- _JOB_:
Pull out every line of the records below that contains the string "green".

- _EXTRACTED INFORMATION_:
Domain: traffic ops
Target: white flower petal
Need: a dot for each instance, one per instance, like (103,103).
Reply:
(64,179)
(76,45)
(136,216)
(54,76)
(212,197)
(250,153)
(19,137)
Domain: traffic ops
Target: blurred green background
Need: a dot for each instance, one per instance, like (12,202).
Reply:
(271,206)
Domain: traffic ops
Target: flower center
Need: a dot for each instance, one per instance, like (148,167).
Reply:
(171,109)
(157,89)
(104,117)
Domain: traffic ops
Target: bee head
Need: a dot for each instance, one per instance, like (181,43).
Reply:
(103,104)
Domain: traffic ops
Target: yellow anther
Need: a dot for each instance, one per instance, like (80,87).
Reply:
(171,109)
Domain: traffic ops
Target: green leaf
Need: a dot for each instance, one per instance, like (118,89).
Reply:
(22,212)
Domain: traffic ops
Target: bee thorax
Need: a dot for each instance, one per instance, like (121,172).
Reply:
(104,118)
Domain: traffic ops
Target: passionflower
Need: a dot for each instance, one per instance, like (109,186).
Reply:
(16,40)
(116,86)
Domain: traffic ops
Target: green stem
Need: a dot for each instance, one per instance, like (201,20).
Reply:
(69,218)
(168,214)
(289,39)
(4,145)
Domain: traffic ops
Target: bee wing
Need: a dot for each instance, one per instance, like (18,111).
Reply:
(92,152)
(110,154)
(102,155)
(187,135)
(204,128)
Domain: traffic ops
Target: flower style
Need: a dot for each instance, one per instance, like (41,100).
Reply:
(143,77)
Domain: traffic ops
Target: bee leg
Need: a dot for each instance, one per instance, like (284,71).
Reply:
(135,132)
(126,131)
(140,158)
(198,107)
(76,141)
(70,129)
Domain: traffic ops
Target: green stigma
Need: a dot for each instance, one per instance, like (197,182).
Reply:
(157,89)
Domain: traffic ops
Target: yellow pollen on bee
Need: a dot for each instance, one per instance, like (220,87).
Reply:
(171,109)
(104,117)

- _TASK SOLUTION_:
Target: blurred green background
Target: green leaf
Target: green stem
Target: green stigma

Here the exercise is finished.